**Excerpt:**
+ + + +

Automatically moving marked mails?

Greg A. Woods woods-cyrus at weird.com
Fri Jul 3 13:48:00 EDT 2009


At Fri, 3 Jul 2009 09:25:06 -0500, Gary Mills <mills at cc.umanitoba.ca> wrote:
Subject: Re: Automatically moving marked mails?
> 
> There's pressure here too to move from Cyrus to Microsoft Exchange.
> It seems to be coming from administrators rather than students.
> 
> Is there someplace an unbiased comparison of the two?  I see lots of
> negative reports about Exchange, but they mostly come from people who
> are using another product based on open standards.

The thing to do, perhaps, is as good a cost-benefit analysis of various
features against licensing, hardware, and support costs.

A somewhat useful example of such analysis, though quite a bit has to be
inferred because of the nature of its authorship, and it is somewhat
dated now, is the report about the conversion away from FreeBSD when
Hotmail was taken over by Microsoft and (eventually) moved onto
Microsoft products.  I suspect this venture cost Microsoft much more
than they were even able to admit to themselves, let alone what we as
outsiders can guess.  Personally I believe that Microsoft knew it would
be critical for them to acquire a large Unix-based internet service and
convert it over to M$ products just to prove to the world (and perhaps
themselves) that it could be done, and the fact that many of the
documents about this conversion were leaked and/or published is in fact
evidence supporting my theory.  This Hotmail conversion process now
provides the background material for all the current conversion guides
M$ uses to sell customers and potential customers on the idea that it is
feasible to convert from open (and "free") systems to closed, licensed,
systems.

+ + + +

**Requirements:** Continue this mailing-list reply about replacing Cyrus with Microsoft Exchange, picking up right after its last sentence.

(Named object pointing entries)
+ + + +

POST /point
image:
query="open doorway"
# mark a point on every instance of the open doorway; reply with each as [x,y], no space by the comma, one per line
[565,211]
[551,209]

+ + + +

**The response:**
If M$'s documents about their Hotmail conversion actually sway you
toward using M$ solutions, perhaps you should also read the famous
"Microsoft Halloween Papers".

I suppose for folks without reasonably extensive systems programming
experience the value of an open-source based system is much more
difficult to assess.  Part the question is about control, and part of it
is about capitalism and profiteering (which of course usually requires
control to be taken away from users and held tightly by those hoping to
profit from the services and/or products they sell).  Can the
elephantine behemoth of Microsoft really provide cost advantages to all
their users because of their size and control, or is it just evidence of
how well they are able to control the market and profit from it?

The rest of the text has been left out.